:: Exercise instructions ::
Copy each line from the entries that the word "below" appears in.

(Region pointing data)
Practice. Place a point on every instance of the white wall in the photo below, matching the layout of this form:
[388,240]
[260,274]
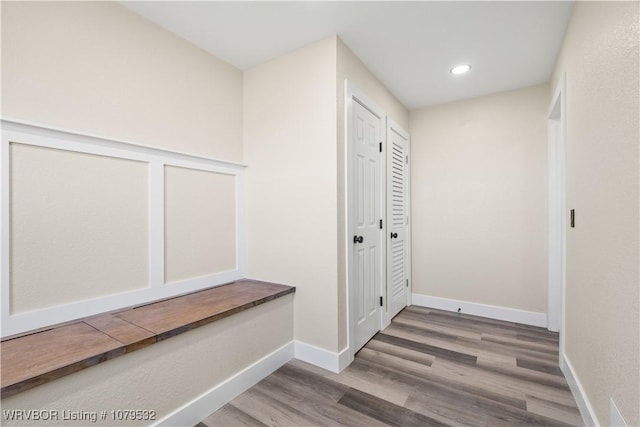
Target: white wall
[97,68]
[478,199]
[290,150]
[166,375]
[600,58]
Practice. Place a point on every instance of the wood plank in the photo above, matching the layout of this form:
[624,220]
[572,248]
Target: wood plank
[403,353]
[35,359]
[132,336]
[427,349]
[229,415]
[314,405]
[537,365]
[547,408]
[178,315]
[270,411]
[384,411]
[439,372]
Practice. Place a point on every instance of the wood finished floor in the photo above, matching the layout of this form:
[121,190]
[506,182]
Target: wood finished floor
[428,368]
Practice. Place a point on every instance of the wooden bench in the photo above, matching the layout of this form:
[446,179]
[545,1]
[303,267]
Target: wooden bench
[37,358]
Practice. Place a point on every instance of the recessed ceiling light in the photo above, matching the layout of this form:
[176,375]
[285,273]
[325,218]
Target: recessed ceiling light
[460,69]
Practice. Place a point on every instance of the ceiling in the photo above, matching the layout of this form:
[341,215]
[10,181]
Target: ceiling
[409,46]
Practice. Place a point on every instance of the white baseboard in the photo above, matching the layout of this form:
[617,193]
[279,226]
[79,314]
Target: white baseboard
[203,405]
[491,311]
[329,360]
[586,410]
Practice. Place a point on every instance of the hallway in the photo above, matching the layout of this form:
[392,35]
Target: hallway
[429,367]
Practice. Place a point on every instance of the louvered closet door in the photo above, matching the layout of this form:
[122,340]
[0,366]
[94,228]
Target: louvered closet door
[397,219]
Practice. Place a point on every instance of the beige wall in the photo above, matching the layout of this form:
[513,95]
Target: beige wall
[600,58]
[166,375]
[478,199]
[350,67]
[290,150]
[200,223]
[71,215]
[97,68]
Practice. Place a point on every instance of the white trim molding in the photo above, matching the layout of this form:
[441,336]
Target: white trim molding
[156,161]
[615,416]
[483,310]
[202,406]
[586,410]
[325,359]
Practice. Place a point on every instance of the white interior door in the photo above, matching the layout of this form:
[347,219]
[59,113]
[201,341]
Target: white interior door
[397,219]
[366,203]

---

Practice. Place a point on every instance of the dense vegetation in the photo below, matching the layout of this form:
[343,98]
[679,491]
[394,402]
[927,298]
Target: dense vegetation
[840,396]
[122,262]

:: Completed exercise ::
Practice. Place a point on every instance of the white wall in the photo below, matching the layout of this form:
Practice. Place a point on every instance of the dense vegetation in the photo below, matching the layout of this form:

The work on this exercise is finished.